• **Study text**:
Open zihay opened this issue 3 years ago • 3 comments

Hi, I am using Enzyme, specifically the linker plugin LLDEnzyme-14.so, in my project. I called the __enzyme_autodiff() at the top level of the project hierarchy. I found that every time I made a small change in a file, Enzyme will rerun on the whole project. As the project gets bigger and bigger, this process could take several minutes. I’m wondering if there is way to apply Enzyme at each compilation unit, and generate the reverse pass for every marked functions. Then at link time, these reversed functions are linked together. If this could work, the build system could cache some of the targets and we don’t need to rebuild everything. Thanks!

zihay avatar Jun 30 '22 19:06 zihay

Caching (and compile times with Enzyme in General) are currently indeed not too great. I work on differentiating a large (30k loc) but simple function hitting an unfortunate corner-case and with Enzyme the compile times went from 6s with lto to 6hrs with lto + Enzyme. The only optimization for a large project I am currently aware of is re-ordering your filestructure (as far as possible) to run Enzyme only on a subpart and compile the rest of your project independently. There is a bit of ongoing work which might benefit the compile times in general and possibly (?) even help with running Enzyme multithreaded in a few months. However, there is currently no one working on differentiating across compilation units and iirc. it also isn't that trivial to get correct. Maybe wsmoses can chime in and give an overview of which changes are necessary.

• **Listed entries**:
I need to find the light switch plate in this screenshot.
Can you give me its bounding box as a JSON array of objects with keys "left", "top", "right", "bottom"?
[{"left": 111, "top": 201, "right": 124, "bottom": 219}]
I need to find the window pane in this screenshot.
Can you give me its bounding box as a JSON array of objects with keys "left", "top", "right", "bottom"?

• **Parts of the exercise**:
1 – Do these statements agree with the Enzyme compile-time discussion? (a) The first poster uses the linker plugin LLDEnzyme-14.so. (b) The reply reports compile times growing from 6s to six minutes once Enzyme was added. (c) The reply says someone is currently working on differentiating across compilation units. Answer yes or no for each, quoting the words of the discussion that decide it.
2 – Carry on the Enzyme compile-time discussion from its last sentence.

• **Answers below**:
1 –
(a) Yes: "specifically the linker plugin LLDEnzyme-14.so"
(b) No: "the compile times went from 6s with lto to 6hrs with lto + Enzyme"
(c) No: "there is currently no one working on differentiating across compilation units"

2 –
ZuseZ4 avatar Jun 30 '22 22:06 ZuseZ4

I think the nicest way to do exactly what you're saying @haianyt is do use the custom derivative interface, like explained for CUDA code here: https://enzyme.mit.edu/getting_started/CUDAGuide/ (see Heterogeneous AD for a description)

A big part of the LTO approach is that LTO just takes forever to run (often regardless of Enzyme). For example linking Clang with LTO takes an hour alone!

I think it would probably be useful to make nice syntactic sugar for doing a header-style derivative custom derivative (e.g. like in the CUDA above, except that's done by hand)

wsmoses avatar Jul 01 '22 15:07 wsmoses

Thanks @ZuseZ4 and @wsmoses. I tried the method mentioned by @wsmoses, it worked in my project. The build system can also parallel the differentiation pass on the file level. However, it requires a lot of boilerplate code to make it work. A syntactic sugar will definitely make the code cleaner!